== Supplied records ==

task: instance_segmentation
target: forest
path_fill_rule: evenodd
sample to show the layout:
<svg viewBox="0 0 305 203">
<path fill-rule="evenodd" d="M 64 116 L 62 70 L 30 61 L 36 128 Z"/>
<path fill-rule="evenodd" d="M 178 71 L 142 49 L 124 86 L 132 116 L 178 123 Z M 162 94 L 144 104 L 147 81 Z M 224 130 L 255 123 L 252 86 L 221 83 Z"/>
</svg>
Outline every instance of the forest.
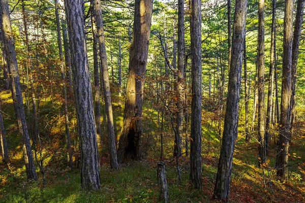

===

> _Exercise directions_
Reproduce every line of the material above word for word, but omit the picture.

> _Full solution_
task: instance_segmentation
target: forest
path_fill_rule: evenodd
sample to show the layout:
<svg viewBox="0 0 305 203">
<path fill-rule="evenodd" d="M 64 116 L 62 70 L 30 61 L 36 128 Z"/>
<path fill-rule="evenodd" d="M 178 71 L 142 49 L 124 86 L 132 116 L 178 123 Z M 162 94 L 144 104 L 147 81 Z M 224 130 L 255 123 L 252 86 L 221 83 Z"/>
</svg>
Outline every instance of the forest.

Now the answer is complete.